-- start of SUPPLIED RECORDS --

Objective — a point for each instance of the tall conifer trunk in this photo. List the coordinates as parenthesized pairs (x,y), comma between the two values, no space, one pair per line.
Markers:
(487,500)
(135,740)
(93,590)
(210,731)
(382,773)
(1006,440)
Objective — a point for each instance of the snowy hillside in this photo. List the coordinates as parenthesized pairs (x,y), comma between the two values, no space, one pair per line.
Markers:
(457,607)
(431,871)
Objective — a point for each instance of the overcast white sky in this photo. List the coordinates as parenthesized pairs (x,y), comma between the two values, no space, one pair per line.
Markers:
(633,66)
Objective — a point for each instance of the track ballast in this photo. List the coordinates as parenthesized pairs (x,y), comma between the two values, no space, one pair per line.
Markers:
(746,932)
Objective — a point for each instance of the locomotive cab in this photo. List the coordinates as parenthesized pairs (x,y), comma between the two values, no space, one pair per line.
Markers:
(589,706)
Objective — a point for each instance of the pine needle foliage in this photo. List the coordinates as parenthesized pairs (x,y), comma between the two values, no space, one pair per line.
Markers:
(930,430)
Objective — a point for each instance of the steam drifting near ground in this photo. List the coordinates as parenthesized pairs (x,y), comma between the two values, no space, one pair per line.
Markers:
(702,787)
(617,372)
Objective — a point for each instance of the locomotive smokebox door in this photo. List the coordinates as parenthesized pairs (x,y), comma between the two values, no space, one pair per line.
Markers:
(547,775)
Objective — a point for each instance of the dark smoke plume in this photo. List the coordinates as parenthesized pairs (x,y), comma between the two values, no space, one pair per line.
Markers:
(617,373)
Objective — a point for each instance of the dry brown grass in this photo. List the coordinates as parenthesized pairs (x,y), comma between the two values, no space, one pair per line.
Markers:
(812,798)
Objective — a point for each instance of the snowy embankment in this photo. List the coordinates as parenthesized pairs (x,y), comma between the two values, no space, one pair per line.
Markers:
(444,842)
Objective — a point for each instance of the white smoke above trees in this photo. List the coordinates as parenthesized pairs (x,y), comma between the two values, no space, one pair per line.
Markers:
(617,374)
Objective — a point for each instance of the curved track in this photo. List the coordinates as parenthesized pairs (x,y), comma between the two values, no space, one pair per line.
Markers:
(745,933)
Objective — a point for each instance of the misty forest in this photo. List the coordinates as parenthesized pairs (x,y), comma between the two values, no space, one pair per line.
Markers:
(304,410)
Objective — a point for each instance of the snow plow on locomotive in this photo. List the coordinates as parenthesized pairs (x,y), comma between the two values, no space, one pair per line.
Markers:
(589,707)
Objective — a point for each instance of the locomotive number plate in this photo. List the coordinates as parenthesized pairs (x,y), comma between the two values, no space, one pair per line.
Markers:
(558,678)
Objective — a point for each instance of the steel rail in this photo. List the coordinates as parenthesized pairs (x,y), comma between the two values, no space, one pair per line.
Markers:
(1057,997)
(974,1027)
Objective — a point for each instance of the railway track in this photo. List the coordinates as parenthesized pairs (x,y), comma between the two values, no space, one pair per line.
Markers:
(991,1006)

-- end of SUPPLIED RECORDS --

From the line holding "Objective — a point for each instance of the dry" down to the final line above, quote every line exactly and only those lines.

Objective — a point for each instance of the dry brown grass in this photo. List the coordinates as parenthesized pairs (x,y), comma between the two values, no space, one pair per line.
Markers:
(812,798)
Objective — a point for each instance of the snowy embankment in this photo. List the coordinates as parenthesized pairs (x,y), comma between the two values, no space, one pair per line.
Markers:
(444,842)
Objective — a point for each instance of the white smoke above trees in this photo. List the coordinates as parenthesized pairs (x,y), comma between the two values, no space, one pair per line.
Markers:
(617,374)
Objective — a point for each instance of the curved track in this photo. List the coordinates as parenthesized pairs (x,y), comma between the two values, no space, one pair per line.
Markers:
(745,933)
Objective — a point for each instance of the misty forest in this photo. List the coordinates as parenthesized pairs (x,y), comma between the two values, no space, one pair per line.
Markers:
(304,410)
Objective — a point for each instance of the snow plow on locomotive in this photo. List the coordinates as parenthesized pairs (x,y), comma between the two values, no space, one pair per line.
Markers:
(589,707)
Objective — a point for each instance of the locomotive number plate in this photo. List the coordinates as parenthesized pairs (x,y), comma between the two values, no space, one pair per line.
Markers:
(558,678)
Objective — a point for each instance of the steel rail in this photo. List the coordinates as parenthesized pairs (x,y), comma between the two values, no space, one pair per line.
Markers:
(1057,997)
(974,1027)
Objective — a point for each instance of the railway track in this photo. List the coordinates as parenthesized pairs (x,y), comma between the two values, no space, one pair per line.
Markers:
(991,1006)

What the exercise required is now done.